- _Objectif_
Reproduisez le matériau ci-dessous à l'identique et en entier, sans y inclure les images.

- _Jeu de données_
====================

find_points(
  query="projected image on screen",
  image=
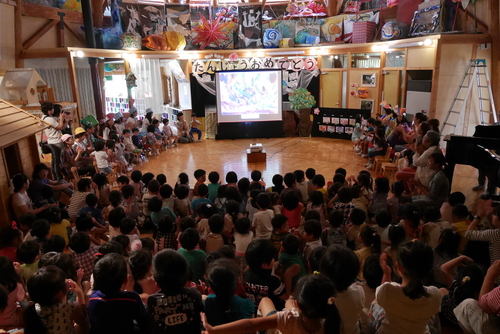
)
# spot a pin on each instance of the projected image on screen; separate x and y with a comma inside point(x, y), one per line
point(244, 96)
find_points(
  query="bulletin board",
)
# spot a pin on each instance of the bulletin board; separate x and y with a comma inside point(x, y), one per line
point(336, 122)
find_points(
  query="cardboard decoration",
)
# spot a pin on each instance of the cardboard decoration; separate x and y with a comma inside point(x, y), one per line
point(285, 27)
point(178, 19)
point(152, 19)
point(332, 29)
point(250, 27)
point(307, 32)
point(196, 13)
point(131, 21)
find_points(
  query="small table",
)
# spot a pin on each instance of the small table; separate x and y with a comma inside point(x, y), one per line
point(256, 156)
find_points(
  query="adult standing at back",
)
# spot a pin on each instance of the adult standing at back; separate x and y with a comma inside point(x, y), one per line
point(54, 134)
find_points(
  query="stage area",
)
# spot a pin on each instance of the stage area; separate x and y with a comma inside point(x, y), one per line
point(283, 155)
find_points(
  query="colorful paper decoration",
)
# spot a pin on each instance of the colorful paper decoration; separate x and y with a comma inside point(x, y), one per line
point(393, 30)
point(250, 27)
point(175, 40)
point(131, 41)
point(210, 31)
point(301, 98)
point(271, 38)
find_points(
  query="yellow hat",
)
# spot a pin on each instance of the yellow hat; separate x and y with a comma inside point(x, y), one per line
point(79, 130)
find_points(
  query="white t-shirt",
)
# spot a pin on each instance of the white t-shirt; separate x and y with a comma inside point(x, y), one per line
point(101, 158)
point(262, 223)
point(241, 241)
point(19, 199)
point(350, 304)
point(53, 135)
point(404, 315)
point(290, 322)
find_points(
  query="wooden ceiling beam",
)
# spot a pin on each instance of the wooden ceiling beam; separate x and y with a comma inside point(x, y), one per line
point(37, 35)
point(50, 13)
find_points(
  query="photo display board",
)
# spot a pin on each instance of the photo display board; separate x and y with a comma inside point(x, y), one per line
point(336, 122)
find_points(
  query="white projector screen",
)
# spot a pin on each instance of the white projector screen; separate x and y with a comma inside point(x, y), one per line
point(249, 96)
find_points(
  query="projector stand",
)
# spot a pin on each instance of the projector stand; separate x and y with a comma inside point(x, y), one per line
point(256, 157)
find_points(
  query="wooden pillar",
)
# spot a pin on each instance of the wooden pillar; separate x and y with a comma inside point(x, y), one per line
point(18, 34)
point(74, 85)
point(494, 30)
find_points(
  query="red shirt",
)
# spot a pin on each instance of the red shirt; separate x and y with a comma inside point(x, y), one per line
point(294, 216)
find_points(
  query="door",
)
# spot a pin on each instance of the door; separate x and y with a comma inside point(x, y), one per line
point(331, 90)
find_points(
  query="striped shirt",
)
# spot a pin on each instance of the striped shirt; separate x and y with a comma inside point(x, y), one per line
point(492, 236)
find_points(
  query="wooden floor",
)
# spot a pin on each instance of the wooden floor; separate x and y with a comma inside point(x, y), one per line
point(283, 155)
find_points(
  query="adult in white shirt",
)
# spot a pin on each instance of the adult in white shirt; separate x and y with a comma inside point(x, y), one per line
point(21, 202)
point(148, 120)
point(54, 134)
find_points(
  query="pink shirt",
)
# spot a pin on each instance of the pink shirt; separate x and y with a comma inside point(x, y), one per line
point(9, 317)
point(294, 216)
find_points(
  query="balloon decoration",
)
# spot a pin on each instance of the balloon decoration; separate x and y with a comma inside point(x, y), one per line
point(175, 40)
point(393, 30)
point(110, 36)
point(271, 38)
point(210, 31)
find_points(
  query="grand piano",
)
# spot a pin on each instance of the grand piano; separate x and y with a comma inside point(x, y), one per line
point(477, 151)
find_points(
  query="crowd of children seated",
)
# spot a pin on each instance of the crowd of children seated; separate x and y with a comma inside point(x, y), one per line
point(239, 256)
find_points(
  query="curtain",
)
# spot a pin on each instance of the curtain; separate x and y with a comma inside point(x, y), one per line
point(58, 78)
point(149, 92)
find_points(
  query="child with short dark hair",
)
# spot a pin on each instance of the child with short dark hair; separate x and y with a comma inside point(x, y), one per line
point(50, 312)
point(166, 195)
point(341, 266)
point(136, 177)
point(356, 218)
point(214, 185)
point(256, 177)
point(335, 233)
point(312, 236)
point(165, 236)
point(242, 235)
point(317, 202)
point(29, 253)
point(393, 203)
point(344, 204)
point(158, 211)
point(291, 255)
point(175, 308)
point(202, 198)
point(262, 219)
point(258, 280)
point(201, 176)
point(182, 203)
point(215, 239)
point(83, 253)
point(111, 309)
point(41, 231)
point(195, 257)
point(280, 231)
point(129, 229)
point(222, 306)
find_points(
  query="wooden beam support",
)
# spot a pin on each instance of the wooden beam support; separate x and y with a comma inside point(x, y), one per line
point(37, 35)
point(74, 84)
point(60, 31)
point(18, 33)
point(50, 13)
point(494, 30)
point(76, 35)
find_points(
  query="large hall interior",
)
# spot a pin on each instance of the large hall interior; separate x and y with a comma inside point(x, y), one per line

====================

- _Corrigé_
find_points(
  query="projected image on screen",
  image=
)
# spot a pin on each instance of the projected image on screen; separate x and y with a comma inside point(x, y), one per line
point(244, 96)
find_points(
  query="bulletin board",
)
# spot a pin on each instance of the bulletin board; separate x and y with a comma inside point(x, y), one per line
point(336, 122)
find_points(
  query="cardboard decoration",
)
# spot a pin on each instance of the cardboard decoration; separate x and y with a comma inside point(x, y), one per line
point(285, 27)
point(178, 19)
point(152, 19)
point(332, 29)
point(250, 27)
point(307, 32)
point(196, 13)
point(131, 21)
find_points(
  query="small table",
)
# spot a pin on each instance of the small table; separate x and y with a comma inside point(x, y), one per line
point(256, 156)
find_points(
  query="adult standing at back",
)
# spot a pin on each instance of the adult standing at back; separate x and y with a comma inside point(x, y), one per line
point(54, 134)
find_points(
  query="stage area",
)
# spot a pin on each instance of the stage area; separate x and y with a comma inside point(x, y), one per line
point(283, 155)
find_points(
  query="colorful paper decoration",
)
# spot a pin on each instance of the colorful paper decoration; separate x and y with a comma inside point(x, y), one per line
point(393, 30)
point(250, 27)
point(175, 40)
point(131, 41)
point(210, 31)
point(301, 98)
point(271, 38)
find_points(
  query="yellow hat",
)
# spot a pin on each instance of the yellow hat; separate x and y with a comma inside point(x, y), one per line
point(79, 130)
find_points(
  query="white t-shirt",
)
# spot a pin on each instance of the white t-shirt; separate x and y with a comma inside point(x, y), one per line
point(101, 158)
point(262, 223)
point(241, 241)
point(19, 199)
point(350, 304)
point(53, 135)
point(404, 315)
point(290, 322)
find_points(
  query="wooden ceiling beam",
)
# spot a pin on each instance of the wooden ceiling beam; separate x and y with a comma inside point(x, y), one per line
point(37, 35)
point(50, 13)
find_points(
  query="photo display board",
)
# spot a pin on each instance of the photo display board; separate x and y with a comma inside point(x, y), one per line
point(336, 122)
find_points(
  query="white projector screen",
)
# spot a pin on each instance of the white projector screen; separate x and y with a comma inside point(x, y), one per line
point(249, 96)
find_points(
  query="projector stand",
)
# spot a pin on each instance of the projector stand; separate x and y with a comma inside point(x, y), one per line
point(256, 157)
find_points(
  query="wooden pillar",
)
# spot a pin on each instance of the wooden pillar; separate x and y with a comma inside point(x, y), one per line
point(18, 34)
point(74, 85)
point(494, 30)
find_points(
  query="red shirt",
)
# spot a pin on each instance of the red shirt; separate x and y with a comma inside point(x, y), one per line
point(294, 216)
find_points(
  query="door",
)
# spot a pin on each instance of the door; separate x and y with a comma inside point(x, y), one per line
point(331, 90)
find_points(
  query="striped shirt",
)
# spot a pin on each instance of the striped shirt; separate x and y with a comma inside point(x, y), one per line
point(492, 236)
find_points(
  query="wooden floor",
)
# spot a pin on each instance of the wooden floor; separate x and y with a comma inside point(x, y), one per line
point(283, 155)
find_points(
  query="adult in white shirt",
)
# spot a pin on each instance of the adult in white shirt; separate x and y with a comma inside point(x, y), one per line
point(21, 202)
point(148, 120)
point(54, 134)
find_points(
  query="pink shirt",
)
# spot a pin on each instance of the pink shirt; separate x and y with a comma inside point(x, y), one per line
point(9, 317)
point(294, 216)
find_points(
  query="balloon decoration",
)
# spot a pin on each instance of the balloon decoration; separate x and y with a comma inside point(x, y), one per line
point(175, 40)
point(393, 30)
point(110, 36)
point(271, 38)
point(210, 31)
find_points(
  query="grand piano",
)
# spot a pin on each instance of the grand piano; separate x and y with a comma inside point(x, y), one per line
point(477, 151)
find_points(
  query="crowd of children seated",
)
# spot a pin on each instance of the crowd of children seated; separate x and y with a comma inside point(x, y), one per line
point(239, 256)
find_points(
  query="curtain",
)
# spot a pin on each instance of the curtain; separate x and y with a comma inside point(x, y), one per line
point(58, 78)
point(149, 92)
find_points(
  query="child with short dark hair",
)
# spot a pin on each instance of the child with short dark hair; separate x and y with a comma inside point(x, y), one per line
point(50, 312)
point(166, 195)
point(341, 266)
point(136, 177)
point(356, 218)
point(214, 185)
point(256, 177)
point(335, 233)
point(312, 236)
point(165, 236)
point(242, 235)
point(317, 202)
point(29, 253)
point(393, 203)
point(344, 204)
point(158, 211)
point(291, 255)
point(175, 308)
point(202, 198)
point(262, 219)
point(258, 280)
point(201, 176)
point(182, 203)
point(215, 239)
point(83, 253)
point(111, 309)
point(41, 231)
point(195, 257)
point(280, 231)
point(129, 229)
point(222, 306)
find_points(
  query="wooden beam support",
)
# spot a pin on each instance of the wooden beam support; separate x and y with a comma inside point(x, y), one per line
point(37, 35)
point(74, 84)
point(60, 31)
point(18, 33)
point(50, 13)
point(494, 30)
point(76, 35)
find_points(
  query="large hall interior",
)
# spot a pin on each instance of the large hall interior; separate x and y with a comma inside point(x, y), one per line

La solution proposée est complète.